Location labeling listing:
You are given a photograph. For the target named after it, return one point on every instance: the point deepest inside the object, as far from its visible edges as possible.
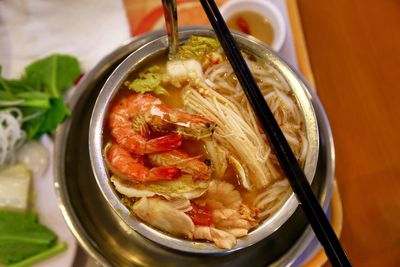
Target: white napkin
(31, 29)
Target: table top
(354, 49)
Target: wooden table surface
(354, 49)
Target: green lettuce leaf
(21, 236)
(38, 94)
(53, 74)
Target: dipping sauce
(254, 24)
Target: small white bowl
(264, 8)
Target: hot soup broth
(185, 151)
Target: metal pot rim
(110, 88)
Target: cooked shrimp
(187, 164)
(222, 239)
(134, 116)
(133, 166)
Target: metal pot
(277, 234)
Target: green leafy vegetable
(148, 80)
(198, 47)
(22, 237)
(53, 74)
(41, 256)
(39, 93)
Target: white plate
(46, 205)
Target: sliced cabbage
(180, 71)
(148, 80)
(241, 173)
(184, 187)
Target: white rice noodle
(221, 98)
(232, 132)
(11, 135)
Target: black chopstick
(298, 181)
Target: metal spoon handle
(171, 23)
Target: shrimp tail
(163, 143)
(163, 173)
(132, 166)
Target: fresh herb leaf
(39, 93)
(148, 80)
(53, 74)
(21, 236)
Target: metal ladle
(171, 23)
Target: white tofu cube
(14, 188)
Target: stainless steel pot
(106, 237)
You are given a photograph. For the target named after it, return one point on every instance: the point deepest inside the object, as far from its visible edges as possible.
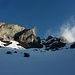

**WHAT YOU NEED TO DO:** Reproduce the listing above word for word, leaving out the pictures.

**RESULT FOR THIS TASK:**
You are given a photograph. For the target named after it, return one point on every instance: the point deepest inside the object, as far from its visible edges as possible.
Target: white napkin
(31, 29)
Target: table top
(354, 49)
Target: wooden table surface
(354, 49)
Target: green lettuce leaf
(21, 236)
(38, 94)
(53, 74)
Target: dipping sauce
(254, 24)
Target: small white bowl
(264, 8)
Target: hot soup broth
(185, 151)
Target: metal pot rim
(110, 88)
Target: cooked shrimp
(187, 164)
(222, 239)
(134, 116)
(133, 166)
Target: metal pot
(277, 234)
Target: green leafy vegetable
(148, 80)
(198, 47)
(22, 237)
(53, 74)
(41, 256)
(39, 93)
Target: white plate
(46, 205)
Target: sliced cabbage
(180, 71)
(148, 80)
(241, 173)
(184, 187)
Target: white rice noodle
(221, 98)
(232, 132)
(11, 135)
Target: black chopstick
(298, 181)
Target: metal spoon handle
(171, 23)
Target: shrimp tail
(163, 143)
(163, 173)
(132, 166)
Target: fresh herb leaf
(39, 93)
(148, 80)
(53, 74)
(21, 236)
Target: metal ladle
(171, 23)
Target: white tofu cube
(14, 188)
Target: stainless steel pot
(106, 237)
You are given a photograph. For the target named after it, return one point on every instance: the point deepest inside the object, as far from its visible edges as possible.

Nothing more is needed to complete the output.